* Problem requirements:
Copy the Carl Schlechter biography starting at "Schlechter was born" and ending at "Dr. Samuel Gold.", renaming "Vienna" as "Wien" throughout.

Carl Schlechter (2 March 1874 – 27 December 1918) was a leading Austro-Hungarian chess master and theoretician at the turn of the 20th century. He is best known for drawing a World Chess Championship match with Emanuel Lasker.

Early life

Schlechter was born into a Catholic family in Vienna. He is sometimes deemed to be Jewish, although others dispute this. He began playing chess at the age of 13. His first and only teacher was an Austria-Hungarian chess problemist, Dr. Samuel Gold.

From 1893 onwards he played in over 50 international chess tournaments. He won or shared first at Munich 1900 (the 12th DSB Congress), Coburg 1904 (the 14th DSB Congress), Ostend 1906, Stockholm 1906, Vienna 1908, Prague 1908, Hamburg 1910 (the 17th DSB Congress), and thrice in the Trebitsch Memorial in Vienna (1911, 1912, 1913).

Schlechter played several matches. He drew with Georg Marco (+0 −0 =10) in 1893, drew with Marco and Adolf Zinkl both (+4 −4 =3) in 1894, drew with Dawid Janowski (+2 −2 =3) in 1896, drew with Simon Alapin (+1 −1 =4) in 1899, beat Janowski (+6 −1 =3) in 1902, drew with Richard Teichmann (+1 −1 =1) in 1904, and drew with Siegbert Tarrasch (+3 −3 =10) in 1911.

Lasker–Schlechter match

In 1910 Schlechter played a match against Emanuel Lasker for the World Chess Championship (in Vienna and Berlin). Schlechter was leading by one point going into the tenth and final game of the match. In the tenth game tragedy struck: after first achieving a won game, Schlechter blundered into a clearly drawn position, and then blundered again which led to his loss of the game. The match ended tied at 5–5 (+1 −1 =8) and Lasker retained his title. It is disputed as to whether Schlechter needed to score +2 to win the match and thus needed to win the tenth game. No contract for the match has ever been found and no evidence supporting this rumor has ever been produced. (For match details see World Chess Championship 1910.) Schlechter distinguished himself as the first player in 16 years to seriously challenge Lasker's world title.

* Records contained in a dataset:
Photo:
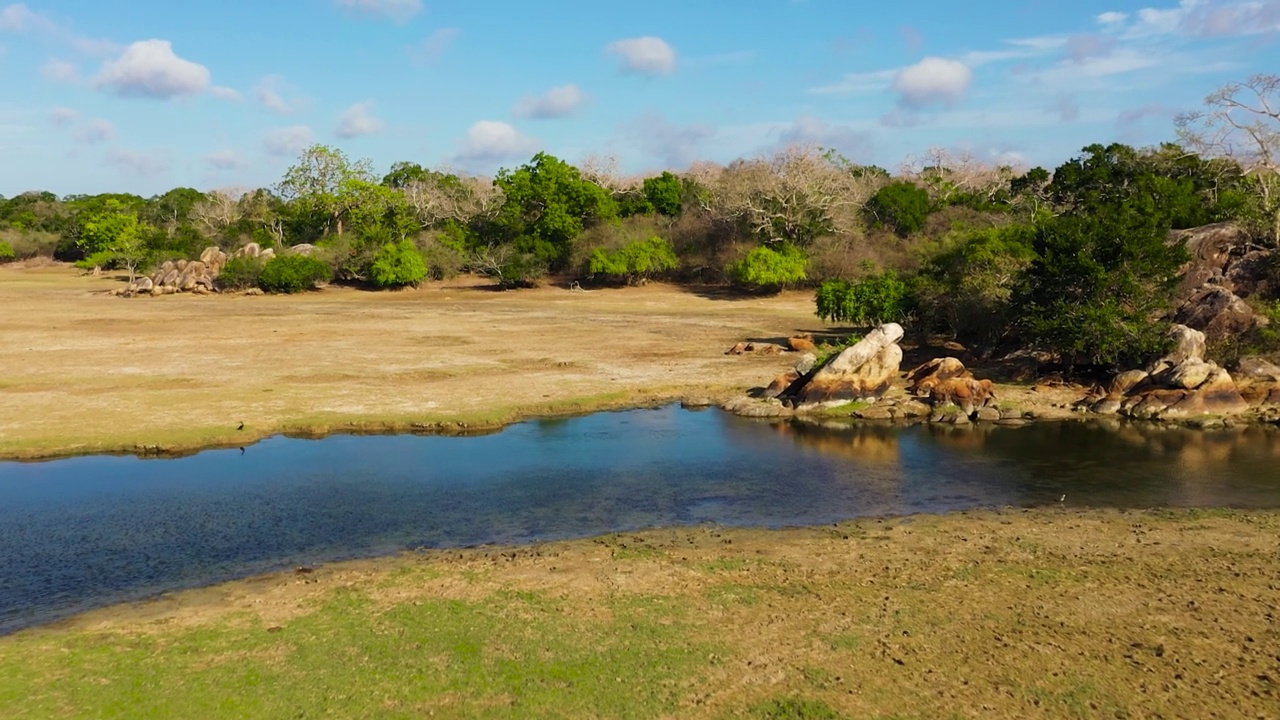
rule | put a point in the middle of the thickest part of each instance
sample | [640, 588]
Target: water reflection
[90, 531]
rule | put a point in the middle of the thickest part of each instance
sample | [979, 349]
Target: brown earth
[85, 372]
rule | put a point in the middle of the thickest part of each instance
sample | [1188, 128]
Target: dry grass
[85, 372]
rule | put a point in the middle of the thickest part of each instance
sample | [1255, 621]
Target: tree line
[1074, 260]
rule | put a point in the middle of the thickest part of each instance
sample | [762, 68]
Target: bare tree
[1242, 122]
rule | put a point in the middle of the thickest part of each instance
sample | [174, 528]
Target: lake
[85, 532]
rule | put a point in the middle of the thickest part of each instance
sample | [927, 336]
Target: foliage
[638, 260]
[240, 273]
[771, 267]
[1098, 282]
[877, 299]
[901, 206]
[397, 265]
[547, 206]
[965, 290]
[664, 194]
[293, 273]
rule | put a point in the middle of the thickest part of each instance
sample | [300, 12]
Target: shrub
[768, 268]
[397, 264]
[240, 273]
[873, 300]
[293, 273]
[634, 261]
[900, 205]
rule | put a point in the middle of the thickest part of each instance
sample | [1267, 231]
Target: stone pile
[1178, 386]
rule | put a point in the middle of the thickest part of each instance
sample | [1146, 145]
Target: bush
[397, 264]
[634, 261]
[768, 268]
[293, 273]
[873, 300]
[900, 205]
[240, 273]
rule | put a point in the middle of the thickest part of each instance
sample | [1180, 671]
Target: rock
[1127, 381]
[1188, 345]
[988, 415]
[1189, 374]
[801, 343]
[967, 393]
[1217, 311]
[1215, 396]
[874, 413]
[922, 379]
[781, 383]
[913, 409]
[862, 372]
[752, 408]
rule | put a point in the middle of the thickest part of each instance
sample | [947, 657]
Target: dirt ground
[1014, 614]
[85, 372]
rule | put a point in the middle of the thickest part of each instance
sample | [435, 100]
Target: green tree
[635, 261]
[547, 206]
[397, 264]
[771, 267]
[901, 206]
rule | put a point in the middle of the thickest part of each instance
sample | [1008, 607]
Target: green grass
[515, 655]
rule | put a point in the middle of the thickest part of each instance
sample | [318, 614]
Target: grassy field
[1018, 614]
[85, 372]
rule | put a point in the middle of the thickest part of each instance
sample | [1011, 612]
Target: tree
[1242, 122]
[325, 183]
[901, 206]
[547, 206]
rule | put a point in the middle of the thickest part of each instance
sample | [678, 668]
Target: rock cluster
[1178, 386]
[192, 276]
[1225, 268]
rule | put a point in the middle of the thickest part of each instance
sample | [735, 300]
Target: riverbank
[87, 373]
[1013, 614]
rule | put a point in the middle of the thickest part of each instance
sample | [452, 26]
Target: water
[86, 532]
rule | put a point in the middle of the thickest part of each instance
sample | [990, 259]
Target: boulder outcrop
[862, 372]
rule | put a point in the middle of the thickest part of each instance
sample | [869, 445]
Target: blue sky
[146, 95]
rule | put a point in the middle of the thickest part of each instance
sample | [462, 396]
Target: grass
[1047, 614]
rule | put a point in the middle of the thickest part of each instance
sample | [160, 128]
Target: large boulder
[1219, 313]
[862, 372]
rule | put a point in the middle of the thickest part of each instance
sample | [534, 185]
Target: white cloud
[359, 121]
[437, 42]
[489, 141]
[556, 103]
[225, 94]
[676, 146]
[149, 68]
[932, 81]
[398, 10]
[60, 71]
[63, 115]
[644, 55]
[809, 130]
[225, 160]
[140, 163]
[95, 132]
[287, 141]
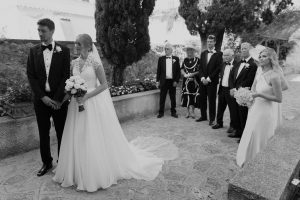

* Task solution:
Schlechter was born into a Catholic family in Wien. He is sometimes deemed to be Jewish, although others dispute this. He began playing chess at the age of 13. His first and only teacher was an Austria-Hungarian chess problemist, Dr. Samuel Gold.